Records from a point-labeling set ::
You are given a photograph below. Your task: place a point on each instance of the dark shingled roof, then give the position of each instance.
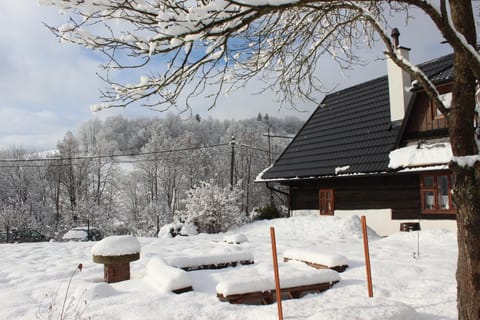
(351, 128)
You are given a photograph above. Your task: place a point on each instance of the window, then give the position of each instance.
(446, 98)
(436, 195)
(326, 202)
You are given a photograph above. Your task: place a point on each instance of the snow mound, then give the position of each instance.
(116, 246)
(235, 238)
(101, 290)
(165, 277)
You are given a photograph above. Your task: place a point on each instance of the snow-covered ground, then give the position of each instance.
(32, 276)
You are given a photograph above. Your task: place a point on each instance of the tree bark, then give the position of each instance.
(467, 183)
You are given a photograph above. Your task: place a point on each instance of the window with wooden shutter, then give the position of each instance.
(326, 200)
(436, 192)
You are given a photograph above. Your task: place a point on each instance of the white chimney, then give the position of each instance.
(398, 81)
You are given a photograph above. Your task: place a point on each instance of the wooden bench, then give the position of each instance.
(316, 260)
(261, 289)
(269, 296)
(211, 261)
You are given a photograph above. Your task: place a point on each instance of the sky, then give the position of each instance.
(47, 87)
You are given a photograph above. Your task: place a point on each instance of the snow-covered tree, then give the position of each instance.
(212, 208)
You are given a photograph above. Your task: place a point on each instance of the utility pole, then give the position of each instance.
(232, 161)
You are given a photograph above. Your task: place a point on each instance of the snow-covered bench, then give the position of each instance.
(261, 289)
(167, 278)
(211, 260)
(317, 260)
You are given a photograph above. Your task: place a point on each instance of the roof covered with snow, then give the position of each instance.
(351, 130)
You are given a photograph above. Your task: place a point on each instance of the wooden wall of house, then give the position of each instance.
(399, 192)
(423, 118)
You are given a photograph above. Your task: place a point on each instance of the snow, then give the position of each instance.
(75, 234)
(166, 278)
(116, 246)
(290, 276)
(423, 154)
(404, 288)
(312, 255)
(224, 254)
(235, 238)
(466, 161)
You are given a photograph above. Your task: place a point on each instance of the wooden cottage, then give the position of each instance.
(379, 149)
==
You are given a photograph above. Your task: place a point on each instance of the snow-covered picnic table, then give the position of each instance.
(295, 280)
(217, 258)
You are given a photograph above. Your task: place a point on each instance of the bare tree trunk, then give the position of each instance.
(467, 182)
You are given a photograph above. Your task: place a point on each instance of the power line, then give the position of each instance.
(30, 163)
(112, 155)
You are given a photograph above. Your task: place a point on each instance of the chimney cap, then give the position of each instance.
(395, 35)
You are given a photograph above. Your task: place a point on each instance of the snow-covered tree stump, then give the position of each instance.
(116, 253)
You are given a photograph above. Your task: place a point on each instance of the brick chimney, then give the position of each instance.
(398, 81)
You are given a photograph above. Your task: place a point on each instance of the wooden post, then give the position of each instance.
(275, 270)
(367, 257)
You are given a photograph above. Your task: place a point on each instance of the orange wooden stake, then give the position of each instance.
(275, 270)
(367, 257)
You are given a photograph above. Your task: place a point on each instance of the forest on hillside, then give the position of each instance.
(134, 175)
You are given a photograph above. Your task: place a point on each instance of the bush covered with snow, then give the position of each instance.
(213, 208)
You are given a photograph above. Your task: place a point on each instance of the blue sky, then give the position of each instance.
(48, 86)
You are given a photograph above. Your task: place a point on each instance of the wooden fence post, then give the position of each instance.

AIM OF THE TASK ::
Could you retype the records, unchanged, starting with the line that contains "of the bush" and going on through the line that contains "the wooden fence", with both of those lines included?

RESULT OF THE TASK ::
You are given a photograph above. Your task: place a point on each instance of the bush covered with snow, then give the position of each instance.
(213, 208)
You are given a photograph above. Your task: place a point on each instance of the blue sky, then give the position of each instance.
(48, 86)
You are given a photograph above. Your task: place a point on each instance of the wooden fence post, then give the position of each instance.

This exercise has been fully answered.